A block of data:
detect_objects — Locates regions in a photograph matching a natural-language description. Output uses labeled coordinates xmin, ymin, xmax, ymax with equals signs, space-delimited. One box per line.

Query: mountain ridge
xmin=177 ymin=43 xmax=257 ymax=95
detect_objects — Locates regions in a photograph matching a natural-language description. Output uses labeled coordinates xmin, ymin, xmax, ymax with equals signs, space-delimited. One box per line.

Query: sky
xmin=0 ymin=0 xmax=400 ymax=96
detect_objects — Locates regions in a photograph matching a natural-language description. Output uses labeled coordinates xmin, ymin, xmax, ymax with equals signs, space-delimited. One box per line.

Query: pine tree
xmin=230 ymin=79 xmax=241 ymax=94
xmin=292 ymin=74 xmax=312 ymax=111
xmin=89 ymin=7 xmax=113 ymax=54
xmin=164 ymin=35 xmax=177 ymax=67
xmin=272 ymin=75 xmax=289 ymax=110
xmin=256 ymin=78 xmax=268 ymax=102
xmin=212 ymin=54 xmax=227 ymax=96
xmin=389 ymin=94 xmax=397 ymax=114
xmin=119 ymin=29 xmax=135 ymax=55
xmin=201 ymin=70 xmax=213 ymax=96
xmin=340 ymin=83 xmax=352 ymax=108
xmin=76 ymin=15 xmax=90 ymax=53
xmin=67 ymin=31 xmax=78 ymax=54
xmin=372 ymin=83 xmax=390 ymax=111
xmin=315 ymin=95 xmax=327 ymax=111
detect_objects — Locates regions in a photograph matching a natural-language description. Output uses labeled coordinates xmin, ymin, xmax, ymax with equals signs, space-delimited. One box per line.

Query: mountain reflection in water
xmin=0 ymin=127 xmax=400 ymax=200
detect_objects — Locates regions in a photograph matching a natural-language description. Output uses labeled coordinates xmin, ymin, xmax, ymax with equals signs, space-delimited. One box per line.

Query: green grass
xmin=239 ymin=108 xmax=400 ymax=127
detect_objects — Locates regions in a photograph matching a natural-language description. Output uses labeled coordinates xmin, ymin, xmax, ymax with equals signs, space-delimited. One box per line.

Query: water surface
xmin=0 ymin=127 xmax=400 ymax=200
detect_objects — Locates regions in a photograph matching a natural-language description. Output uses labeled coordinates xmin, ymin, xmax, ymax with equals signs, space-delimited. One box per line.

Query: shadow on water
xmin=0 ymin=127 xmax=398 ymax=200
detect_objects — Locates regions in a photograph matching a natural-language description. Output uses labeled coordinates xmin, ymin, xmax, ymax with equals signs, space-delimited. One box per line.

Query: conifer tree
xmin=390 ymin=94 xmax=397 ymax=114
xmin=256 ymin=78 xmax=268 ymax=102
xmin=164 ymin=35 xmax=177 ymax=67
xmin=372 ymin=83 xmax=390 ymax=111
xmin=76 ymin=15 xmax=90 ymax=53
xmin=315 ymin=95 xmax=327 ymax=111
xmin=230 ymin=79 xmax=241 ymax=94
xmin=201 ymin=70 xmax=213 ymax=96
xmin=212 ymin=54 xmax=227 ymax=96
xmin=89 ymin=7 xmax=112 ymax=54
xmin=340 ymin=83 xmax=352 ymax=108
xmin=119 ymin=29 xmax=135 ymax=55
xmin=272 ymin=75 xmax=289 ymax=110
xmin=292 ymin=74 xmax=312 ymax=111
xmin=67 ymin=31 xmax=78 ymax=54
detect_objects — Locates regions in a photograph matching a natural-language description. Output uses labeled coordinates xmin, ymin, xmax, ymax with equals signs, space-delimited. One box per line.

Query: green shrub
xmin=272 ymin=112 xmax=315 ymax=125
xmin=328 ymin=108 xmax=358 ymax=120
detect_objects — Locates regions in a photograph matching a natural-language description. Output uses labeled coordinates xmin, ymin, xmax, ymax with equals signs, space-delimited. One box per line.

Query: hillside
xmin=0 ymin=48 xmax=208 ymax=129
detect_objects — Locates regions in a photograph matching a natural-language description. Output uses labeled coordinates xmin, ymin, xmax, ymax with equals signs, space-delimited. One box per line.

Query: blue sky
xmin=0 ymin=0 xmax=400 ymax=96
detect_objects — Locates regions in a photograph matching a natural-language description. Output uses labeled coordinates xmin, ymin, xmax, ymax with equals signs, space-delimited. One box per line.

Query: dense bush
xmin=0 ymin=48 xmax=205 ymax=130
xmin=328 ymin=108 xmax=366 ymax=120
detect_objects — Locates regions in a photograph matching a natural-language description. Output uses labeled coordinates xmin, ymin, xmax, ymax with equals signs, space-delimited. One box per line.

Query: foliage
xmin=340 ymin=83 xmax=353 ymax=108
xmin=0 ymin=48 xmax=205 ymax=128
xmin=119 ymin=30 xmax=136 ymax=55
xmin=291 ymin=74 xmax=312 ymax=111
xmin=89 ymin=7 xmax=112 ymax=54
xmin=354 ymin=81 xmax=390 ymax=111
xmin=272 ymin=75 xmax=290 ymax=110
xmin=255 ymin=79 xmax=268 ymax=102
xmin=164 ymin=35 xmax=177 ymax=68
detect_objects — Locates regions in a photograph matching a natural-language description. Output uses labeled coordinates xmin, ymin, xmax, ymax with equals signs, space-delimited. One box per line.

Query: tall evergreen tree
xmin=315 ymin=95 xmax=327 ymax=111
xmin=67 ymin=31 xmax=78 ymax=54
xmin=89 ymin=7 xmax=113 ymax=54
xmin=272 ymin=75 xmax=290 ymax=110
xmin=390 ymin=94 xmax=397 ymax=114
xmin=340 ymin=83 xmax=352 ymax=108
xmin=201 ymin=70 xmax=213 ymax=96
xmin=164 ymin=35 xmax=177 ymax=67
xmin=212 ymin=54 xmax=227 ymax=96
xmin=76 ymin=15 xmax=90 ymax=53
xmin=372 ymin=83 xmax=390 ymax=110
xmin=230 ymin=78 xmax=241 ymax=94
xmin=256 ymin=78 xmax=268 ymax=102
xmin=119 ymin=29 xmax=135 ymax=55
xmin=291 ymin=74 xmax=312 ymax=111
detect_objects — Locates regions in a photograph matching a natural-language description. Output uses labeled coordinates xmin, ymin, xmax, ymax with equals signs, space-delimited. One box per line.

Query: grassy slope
==
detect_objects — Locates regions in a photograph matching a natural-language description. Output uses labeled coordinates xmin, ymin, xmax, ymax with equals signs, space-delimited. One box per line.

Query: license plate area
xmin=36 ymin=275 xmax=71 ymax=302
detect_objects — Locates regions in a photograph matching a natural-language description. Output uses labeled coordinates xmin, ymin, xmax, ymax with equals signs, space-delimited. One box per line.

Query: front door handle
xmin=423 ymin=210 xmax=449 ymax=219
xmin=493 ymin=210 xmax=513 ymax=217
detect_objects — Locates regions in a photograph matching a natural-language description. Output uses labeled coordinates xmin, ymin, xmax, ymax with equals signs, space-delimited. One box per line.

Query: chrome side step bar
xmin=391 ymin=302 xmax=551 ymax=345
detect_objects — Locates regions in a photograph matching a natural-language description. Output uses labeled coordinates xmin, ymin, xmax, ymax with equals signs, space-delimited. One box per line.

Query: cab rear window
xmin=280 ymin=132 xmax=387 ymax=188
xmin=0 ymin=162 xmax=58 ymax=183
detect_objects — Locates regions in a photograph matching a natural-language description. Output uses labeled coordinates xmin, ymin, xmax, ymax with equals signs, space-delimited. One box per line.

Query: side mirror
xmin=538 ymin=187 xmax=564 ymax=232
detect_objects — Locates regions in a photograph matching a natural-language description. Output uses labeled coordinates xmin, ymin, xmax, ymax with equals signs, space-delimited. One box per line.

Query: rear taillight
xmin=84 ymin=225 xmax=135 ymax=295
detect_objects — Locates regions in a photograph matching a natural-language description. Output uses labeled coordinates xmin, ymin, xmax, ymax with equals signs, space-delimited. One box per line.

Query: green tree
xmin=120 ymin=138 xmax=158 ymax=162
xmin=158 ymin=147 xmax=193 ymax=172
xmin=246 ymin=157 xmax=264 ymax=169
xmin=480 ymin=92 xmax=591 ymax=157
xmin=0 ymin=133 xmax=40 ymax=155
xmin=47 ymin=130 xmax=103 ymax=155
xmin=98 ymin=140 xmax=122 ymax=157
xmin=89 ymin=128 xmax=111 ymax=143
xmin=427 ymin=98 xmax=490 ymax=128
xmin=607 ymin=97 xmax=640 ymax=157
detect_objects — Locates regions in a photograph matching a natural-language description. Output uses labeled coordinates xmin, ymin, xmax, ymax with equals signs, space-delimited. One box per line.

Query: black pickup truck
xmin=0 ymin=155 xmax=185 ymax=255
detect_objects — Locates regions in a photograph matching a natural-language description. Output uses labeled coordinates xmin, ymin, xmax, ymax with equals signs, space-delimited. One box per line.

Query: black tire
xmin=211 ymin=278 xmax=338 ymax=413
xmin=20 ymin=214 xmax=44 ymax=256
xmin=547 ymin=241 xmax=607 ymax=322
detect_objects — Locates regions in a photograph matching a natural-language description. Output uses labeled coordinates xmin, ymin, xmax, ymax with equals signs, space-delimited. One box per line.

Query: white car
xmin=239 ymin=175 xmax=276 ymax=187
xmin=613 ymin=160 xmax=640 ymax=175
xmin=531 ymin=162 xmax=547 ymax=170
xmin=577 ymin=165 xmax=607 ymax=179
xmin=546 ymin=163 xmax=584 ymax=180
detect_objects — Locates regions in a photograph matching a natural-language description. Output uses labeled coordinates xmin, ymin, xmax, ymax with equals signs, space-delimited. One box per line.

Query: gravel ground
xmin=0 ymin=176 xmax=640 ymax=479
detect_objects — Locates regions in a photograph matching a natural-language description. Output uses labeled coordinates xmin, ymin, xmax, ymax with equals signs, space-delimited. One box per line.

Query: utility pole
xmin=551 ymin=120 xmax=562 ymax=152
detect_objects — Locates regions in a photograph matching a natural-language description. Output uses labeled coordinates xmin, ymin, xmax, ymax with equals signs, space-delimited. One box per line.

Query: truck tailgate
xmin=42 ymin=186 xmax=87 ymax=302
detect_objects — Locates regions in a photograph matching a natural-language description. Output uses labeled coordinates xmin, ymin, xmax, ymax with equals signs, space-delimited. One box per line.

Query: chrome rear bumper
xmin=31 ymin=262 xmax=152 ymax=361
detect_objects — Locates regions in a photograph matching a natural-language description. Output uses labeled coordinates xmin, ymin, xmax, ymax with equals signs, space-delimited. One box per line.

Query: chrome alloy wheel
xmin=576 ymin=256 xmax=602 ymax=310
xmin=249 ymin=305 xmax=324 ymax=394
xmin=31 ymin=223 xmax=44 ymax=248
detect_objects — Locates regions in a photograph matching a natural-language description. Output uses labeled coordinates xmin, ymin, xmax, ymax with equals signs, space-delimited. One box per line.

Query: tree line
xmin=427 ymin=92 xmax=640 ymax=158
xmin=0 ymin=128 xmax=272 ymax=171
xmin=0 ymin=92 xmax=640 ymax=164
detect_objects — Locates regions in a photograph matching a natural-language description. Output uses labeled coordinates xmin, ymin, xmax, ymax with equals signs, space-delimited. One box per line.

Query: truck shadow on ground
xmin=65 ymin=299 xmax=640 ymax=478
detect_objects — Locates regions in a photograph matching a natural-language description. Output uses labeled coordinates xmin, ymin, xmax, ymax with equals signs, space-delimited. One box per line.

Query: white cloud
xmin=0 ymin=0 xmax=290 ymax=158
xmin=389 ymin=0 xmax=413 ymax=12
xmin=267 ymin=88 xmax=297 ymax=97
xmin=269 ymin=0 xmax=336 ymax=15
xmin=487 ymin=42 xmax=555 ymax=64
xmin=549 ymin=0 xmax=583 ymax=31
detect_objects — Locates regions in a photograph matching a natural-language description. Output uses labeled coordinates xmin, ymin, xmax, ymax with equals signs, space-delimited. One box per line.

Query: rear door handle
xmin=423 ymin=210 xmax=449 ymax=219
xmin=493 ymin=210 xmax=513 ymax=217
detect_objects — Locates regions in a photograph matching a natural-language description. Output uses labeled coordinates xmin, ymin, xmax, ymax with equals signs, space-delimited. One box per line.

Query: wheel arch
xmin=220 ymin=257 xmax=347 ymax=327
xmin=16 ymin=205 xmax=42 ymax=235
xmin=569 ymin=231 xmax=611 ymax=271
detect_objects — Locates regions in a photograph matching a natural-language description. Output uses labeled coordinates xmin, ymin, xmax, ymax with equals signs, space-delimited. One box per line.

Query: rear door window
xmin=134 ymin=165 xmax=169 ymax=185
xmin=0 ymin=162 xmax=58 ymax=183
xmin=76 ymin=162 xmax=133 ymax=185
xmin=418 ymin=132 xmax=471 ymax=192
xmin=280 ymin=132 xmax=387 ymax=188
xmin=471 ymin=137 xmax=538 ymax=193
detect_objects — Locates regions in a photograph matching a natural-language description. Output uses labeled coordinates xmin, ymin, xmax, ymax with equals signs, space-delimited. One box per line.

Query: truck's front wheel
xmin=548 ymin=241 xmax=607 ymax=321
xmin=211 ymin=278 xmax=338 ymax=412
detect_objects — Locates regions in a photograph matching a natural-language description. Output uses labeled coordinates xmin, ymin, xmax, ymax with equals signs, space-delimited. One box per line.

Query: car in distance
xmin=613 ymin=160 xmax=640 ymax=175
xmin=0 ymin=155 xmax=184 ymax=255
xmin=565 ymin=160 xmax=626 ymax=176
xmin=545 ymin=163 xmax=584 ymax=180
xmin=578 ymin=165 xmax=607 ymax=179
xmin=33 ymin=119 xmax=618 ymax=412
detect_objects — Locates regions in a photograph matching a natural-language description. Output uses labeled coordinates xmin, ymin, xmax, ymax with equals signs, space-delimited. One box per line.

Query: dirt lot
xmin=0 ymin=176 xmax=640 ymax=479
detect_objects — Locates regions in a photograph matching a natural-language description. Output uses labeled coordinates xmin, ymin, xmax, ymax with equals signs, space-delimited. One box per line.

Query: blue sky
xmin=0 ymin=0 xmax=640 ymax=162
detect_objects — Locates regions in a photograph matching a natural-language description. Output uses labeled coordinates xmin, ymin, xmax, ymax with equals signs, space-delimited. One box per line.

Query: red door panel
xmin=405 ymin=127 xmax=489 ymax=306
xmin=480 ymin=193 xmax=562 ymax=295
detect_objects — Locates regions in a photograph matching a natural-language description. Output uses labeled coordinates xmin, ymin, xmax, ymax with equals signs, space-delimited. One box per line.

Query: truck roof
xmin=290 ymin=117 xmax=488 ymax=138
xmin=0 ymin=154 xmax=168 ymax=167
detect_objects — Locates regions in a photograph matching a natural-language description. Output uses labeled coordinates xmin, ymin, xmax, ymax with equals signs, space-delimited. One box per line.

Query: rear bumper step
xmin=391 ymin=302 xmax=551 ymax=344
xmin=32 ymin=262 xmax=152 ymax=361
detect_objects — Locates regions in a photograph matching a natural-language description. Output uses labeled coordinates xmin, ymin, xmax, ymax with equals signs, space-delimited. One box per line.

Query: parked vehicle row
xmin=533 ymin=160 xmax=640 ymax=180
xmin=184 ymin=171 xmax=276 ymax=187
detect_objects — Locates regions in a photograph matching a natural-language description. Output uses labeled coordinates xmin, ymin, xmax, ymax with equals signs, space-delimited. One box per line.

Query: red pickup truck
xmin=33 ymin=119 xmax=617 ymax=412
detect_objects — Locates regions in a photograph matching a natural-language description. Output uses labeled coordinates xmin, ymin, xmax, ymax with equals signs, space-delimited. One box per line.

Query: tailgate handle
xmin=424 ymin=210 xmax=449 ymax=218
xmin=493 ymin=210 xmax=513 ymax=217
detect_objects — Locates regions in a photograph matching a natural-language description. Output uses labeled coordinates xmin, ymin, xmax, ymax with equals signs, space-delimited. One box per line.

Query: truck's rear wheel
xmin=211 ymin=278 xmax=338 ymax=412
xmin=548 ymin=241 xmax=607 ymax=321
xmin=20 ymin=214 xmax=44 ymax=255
* * *
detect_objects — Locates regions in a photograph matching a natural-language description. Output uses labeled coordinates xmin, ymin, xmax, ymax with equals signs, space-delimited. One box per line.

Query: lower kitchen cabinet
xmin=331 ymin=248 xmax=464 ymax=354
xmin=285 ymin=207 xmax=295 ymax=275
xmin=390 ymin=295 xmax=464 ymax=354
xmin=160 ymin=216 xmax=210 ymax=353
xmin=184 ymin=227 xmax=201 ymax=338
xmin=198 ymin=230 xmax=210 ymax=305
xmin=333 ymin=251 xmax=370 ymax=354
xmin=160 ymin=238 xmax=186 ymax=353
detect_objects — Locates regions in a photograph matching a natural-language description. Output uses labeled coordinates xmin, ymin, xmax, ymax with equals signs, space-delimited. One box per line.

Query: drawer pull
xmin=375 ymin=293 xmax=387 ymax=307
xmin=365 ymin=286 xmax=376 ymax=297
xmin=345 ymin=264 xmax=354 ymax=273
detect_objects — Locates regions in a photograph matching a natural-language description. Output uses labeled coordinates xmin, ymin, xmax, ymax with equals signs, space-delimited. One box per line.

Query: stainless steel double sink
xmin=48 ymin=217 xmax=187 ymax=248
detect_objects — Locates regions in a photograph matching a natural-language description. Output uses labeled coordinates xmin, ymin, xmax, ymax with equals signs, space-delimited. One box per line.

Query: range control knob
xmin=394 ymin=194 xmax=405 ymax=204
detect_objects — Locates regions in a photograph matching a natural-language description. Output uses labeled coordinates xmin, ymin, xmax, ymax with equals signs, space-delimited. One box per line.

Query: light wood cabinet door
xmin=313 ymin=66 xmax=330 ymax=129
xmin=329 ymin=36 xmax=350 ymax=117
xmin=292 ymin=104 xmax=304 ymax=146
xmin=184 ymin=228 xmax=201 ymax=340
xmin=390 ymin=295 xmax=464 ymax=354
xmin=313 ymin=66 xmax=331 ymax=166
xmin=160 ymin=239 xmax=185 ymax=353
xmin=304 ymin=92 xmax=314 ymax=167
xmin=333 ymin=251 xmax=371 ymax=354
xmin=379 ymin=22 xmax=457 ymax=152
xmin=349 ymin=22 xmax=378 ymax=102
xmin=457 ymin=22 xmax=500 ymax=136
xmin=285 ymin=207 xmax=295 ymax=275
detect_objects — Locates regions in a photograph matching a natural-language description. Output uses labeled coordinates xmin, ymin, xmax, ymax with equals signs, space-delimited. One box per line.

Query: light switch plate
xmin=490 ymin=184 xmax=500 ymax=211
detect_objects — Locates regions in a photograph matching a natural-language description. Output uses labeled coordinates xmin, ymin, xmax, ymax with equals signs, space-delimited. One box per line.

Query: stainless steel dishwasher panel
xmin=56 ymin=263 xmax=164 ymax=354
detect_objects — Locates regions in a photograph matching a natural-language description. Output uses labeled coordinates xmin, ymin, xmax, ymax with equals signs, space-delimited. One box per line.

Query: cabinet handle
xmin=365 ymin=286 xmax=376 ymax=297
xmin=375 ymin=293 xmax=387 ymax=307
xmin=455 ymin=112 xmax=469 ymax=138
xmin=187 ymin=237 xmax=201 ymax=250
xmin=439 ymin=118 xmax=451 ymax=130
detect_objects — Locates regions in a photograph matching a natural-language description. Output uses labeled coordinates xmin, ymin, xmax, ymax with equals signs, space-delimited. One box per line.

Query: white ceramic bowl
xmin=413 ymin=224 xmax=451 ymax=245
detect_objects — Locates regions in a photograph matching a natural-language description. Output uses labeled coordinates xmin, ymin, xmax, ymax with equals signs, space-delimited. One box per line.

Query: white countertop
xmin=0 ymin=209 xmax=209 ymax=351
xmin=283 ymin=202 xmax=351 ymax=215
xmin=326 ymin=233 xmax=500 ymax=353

Work to complete:
Show every line of the records that contains the word "door".

Answer in full:
Query: front door handle
Query: rear door handle
Query: rear door window
Query: red door panel
Query: light wood cabinet door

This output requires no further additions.